Short task: Reproduce the lines below verbatim, from the line with "Mark one point per instance of the sky" to the line with "x=443, y=99", including both of those lines.

Material provided:
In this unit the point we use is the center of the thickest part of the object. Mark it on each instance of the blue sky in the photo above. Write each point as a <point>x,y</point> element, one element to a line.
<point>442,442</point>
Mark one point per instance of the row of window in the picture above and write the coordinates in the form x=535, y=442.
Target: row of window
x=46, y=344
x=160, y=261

--

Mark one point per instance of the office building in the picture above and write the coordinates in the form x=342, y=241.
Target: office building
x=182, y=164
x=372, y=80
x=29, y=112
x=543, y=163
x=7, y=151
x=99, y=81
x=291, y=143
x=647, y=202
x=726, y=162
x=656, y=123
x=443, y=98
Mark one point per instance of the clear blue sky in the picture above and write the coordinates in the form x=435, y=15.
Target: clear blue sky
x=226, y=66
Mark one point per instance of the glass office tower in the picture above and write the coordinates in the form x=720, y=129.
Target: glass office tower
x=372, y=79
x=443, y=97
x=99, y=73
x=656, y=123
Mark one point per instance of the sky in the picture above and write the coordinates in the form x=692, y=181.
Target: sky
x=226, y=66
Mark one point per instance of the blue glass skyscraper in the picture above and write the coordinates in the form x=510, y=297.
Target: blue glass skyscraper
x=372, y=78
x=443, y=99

* * *

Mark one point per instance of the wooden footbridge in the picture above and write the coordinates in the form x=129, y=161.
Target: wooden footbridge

Complete response:
Mark one point per instance of the sky in the picture above and write the coordinates in the form x=692, y=181.
Target: sky
x=226, y=66
Mark one point per instance of the blue glass skyscraper in the picture above and write the coordinates in the form x=510, y=297.
Target: blue glass skyscraper
x=372, y=78
x=443, y=99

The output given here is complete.